■ REQUIREMENTS
Which lines of the items below contain the word "white"? Pick out each of those lines, treating uppercase and lowercase as different.

##### ENTRIES

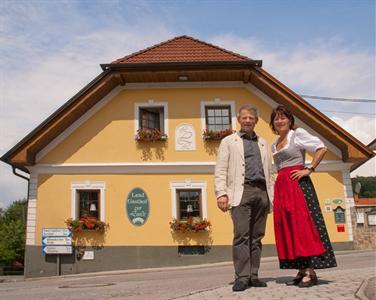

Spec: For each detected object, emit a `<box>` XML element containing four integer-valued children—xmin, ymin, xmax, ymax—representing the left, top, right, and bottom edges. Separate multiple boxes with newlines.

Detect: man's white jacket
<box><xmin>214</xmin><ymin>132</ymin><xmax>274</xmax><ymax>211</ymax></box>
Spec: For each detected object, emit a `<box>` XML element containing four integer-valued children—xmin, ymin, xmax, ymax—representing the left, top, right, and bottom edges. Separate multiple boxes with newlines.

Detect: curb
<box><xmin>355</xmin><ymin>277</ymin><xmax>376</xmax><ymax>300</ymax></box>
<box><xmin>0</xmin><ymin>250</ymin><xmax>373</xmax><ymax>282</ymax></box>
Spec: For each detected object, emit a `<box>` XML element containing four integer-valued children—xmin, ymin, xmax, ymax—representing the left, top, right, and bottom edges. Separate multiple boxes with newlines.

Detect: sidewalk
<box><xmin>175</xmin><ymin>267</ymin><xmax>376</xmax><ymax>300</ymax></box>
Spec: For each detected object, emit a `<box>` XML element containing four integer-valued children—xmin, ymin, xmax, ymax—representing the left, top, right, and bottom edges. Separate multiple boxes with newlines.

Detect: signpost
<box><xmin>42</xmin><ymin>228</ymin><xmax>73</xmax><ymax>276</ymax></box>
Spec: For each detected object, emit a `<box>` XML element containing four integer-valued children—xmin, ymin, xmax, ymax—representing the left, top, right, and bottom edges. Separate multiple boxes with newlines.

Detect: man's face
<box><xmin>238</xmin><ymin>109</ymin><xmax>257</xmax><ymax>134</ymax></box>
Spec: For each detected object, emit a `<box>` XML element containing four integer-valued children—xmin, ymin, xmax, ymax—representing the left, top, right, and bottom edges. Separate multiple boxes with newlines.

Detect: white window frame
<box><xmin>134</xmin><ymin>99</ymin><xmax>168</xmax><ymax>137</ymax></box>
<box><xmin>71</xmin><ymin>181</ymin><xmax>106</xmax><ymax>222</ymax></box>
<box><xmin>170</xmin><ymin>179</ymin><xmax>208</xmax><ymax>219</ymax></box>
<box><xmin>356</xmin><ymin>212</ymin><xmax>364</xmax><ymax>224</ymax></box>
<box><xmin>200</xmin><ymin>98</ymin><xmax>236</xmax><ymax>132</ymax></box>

##########

■ REPLY TO THE TASK
Detect: man's white jacket
Detect: white window frame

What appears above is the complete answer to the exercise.